* Begin Records for the task *

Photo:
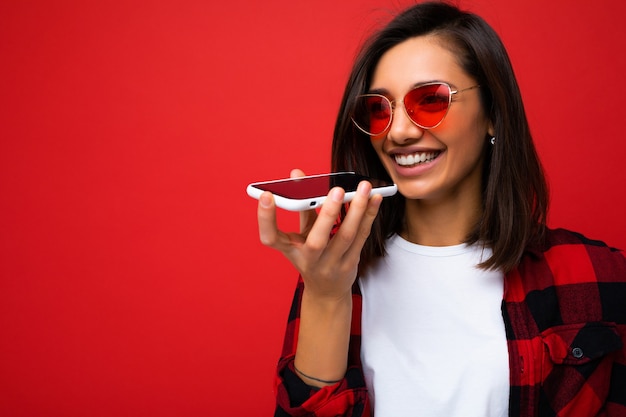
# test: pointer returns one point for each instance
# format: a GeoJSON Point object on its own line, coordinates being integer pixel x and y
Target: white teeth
{"type": "Point", "coordinates": [417, 158]}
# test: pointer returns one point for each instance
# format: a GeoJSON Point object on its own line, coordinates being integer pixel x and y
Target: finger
{"type": "Point", "coordinates": [268, 227]}
{"type": "Point", "coordinates": [353, 254]}
{"type": "Point", "coordinates": [351, 224]}
{"type": "Point", "coordinates": [307, 217]}
{"type": "Point", "coordinates": [318, 237]}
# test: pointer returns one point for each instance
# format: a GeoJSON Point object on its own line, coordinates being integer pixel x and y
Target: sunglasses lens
{"type": "Point", "coordinates": [427, 105]}
{"type": "Point", "coordinates": [372, 114]}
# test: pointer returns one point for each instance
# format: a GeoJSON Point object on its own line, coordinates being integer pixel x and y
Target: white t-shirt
{"type": "Point", "coordinates": [433, 339]}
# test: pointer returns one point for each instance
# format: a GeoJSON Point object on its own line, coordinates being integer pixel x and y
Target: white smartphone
{"type": "Point", "coordinates": [306, 193]}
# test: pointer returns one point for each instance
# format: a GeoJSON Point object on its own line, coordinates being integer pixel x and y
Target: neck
{"type": "Point", "coordinates": [448, 223]}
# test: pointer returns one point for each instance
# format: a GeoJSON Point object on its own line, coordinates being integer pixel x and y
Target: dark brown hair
{"type": "Point", "coordinates": [514, 190]}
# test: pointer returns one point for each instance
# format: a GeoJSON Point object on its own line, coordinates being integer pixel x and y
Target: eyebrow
{"type": "Point", "coordinates": [384, 91]}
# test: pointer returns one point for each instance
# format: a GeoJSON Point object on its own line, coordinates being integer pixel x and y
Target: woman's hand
{"type": "Point", "coordinates": [328, 265]}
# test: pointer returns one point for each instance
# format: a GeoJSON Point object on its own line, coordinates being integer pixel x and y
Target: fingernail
{"type": "Point", "coordinates": [336, 195]}
{"type": "Point", "coordinates": [265, 200]}
{"type": "Point", "coordinates": [365, 188]}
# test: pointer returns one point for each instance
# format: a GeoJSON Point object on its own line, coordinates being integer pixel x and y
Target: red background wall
{"type": "Point", "coordinates": [131, 278]}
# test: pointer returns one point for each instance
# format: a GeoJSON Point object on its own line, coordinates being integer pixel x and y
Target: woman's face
{"type": "Point", "coordinates": [453, 151]}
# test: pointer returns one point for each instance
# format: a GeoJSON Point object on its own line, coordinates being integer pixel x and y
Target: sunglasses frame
{"type": "Point", "coordinates": [392, 106]}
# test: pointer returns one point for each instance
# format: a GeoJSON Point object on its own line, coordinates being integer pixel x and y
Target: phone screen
{"type": "Point", "coordinates": [315, 186]}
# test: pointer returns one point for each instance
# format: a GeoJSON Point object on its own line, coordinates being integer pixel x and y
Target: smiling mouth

* End Records for the task *

**Stated problem**
Exclude the images, then output the data above word for word.

**The answer**
Photo:
# test: pointer returns one point for each instance
# format: a GeoJSON Point object on its own line, coordinates being integer pixel x and y
Target: white teeth
{"type": "Point", "coordinates": [417, 158]}
# test: pointer returns one point for each instance
# format: a GeoJSON Point object on its own line, coordinates being integer pixel x and y
Target: finger
{"type": "Point", "coordinates": [268, 227]}
{"type": "Point", "coordinates": [353, 254]}
{"type": "Point", "coordinates": [351, 224]}
{"type": "Point", "coordinates": [307, 217]}
{"type": "Point", "coordinates": [318, 237]}
# test: pointer returns one point for each instance
# format: a GeoJSON Point object on its own line, coordinates being integer pixel x and y
Target: sunglasses lens
{"type": "Point", "coordinates": [427, 105]}
{"type": "Point", "coordinates": [372, 114]}
# test: pointer returns one point for each instance
# format: a GeoJSON Point object on its own line, coordinates being integer pixel x and y
Target: white t-shirt
{"type": "Point", "coordinates": [433, 339]}
# test: pointer returns one point for each instance
# format: a GeoJSON Point object on its own line, coordinates being integer pixel x and y
Target: white smartphone
{"type": "Point", "coordinates": [306, 193]}
# test: pointer returns one point for each instance
# format: a GeoJSON Point object on its own line, coordinates being integer pixel x and y
Target: neck
{"type": "Point", "coordinates": [448, 223]}
# test: pointer returns one point for each instance
# format: a GeoJSON Point object on its own line, coordinates being integer pixel x and y
Target: dark brown hair
{"type": "Point", "coordinates": [514, 190]}
# test: pointer returns one point for each instance
# format: a GeoJSON Point object on its own line, coordinates being integer pixel x and y
Target: eyebrow
{"type": "Point", "coordinates": [384, 91]}
# test: pointer returns one point for each instance
# format: a GeoJSON Point object on its own line, coordinates being integer pixel x and y
Target: woman's hand
{"type": "Point", "coordinates": [328, 265]}
# test: pointer returns one point for each instance
# format: a GeoJSON Point object on its own line, coordinates being integer pixel x and y
Target: fingernail
{"type": "Point", "coordinates": [336, 195]}
{"type": "Point", "coordinates": [265, 200]}
{"type": "Point", "coordinates": [365, 188]}
# test: pointer returns one point for each instance
# format: a GeoJSON Point object on its own line, coordinates being integer pixel x and y
Target: red background wall
{"type": "Point", "coordinates": [131, 278]}
# test: pointer returns one point for each instance
# format: a GeoJSON Point object on its own line, coordinates being integer pixel x and y
Target: woman's face
{"type": "Point", "coordinates": [453, 151]}
# test: pointer returns one point for each instance
# format: a GeoJSON Point object on its own line, coordinates being integer pixel x and y
Target: sunglasses frame
{"type": "Point", "coordinates": [392, 106]}
# test: pointer returns one point for each instance
# format: a GeoJSON Point object on its own line, coordinates being integer pixel x and y
Target: phone screen
{"type": "Point", "coordinates": [315, 186]}
# test: pointer returns one point for each instance
# format: a GeoJSON Point object on its own line, coordinates being integer pixel x and y
Target: smiling mouth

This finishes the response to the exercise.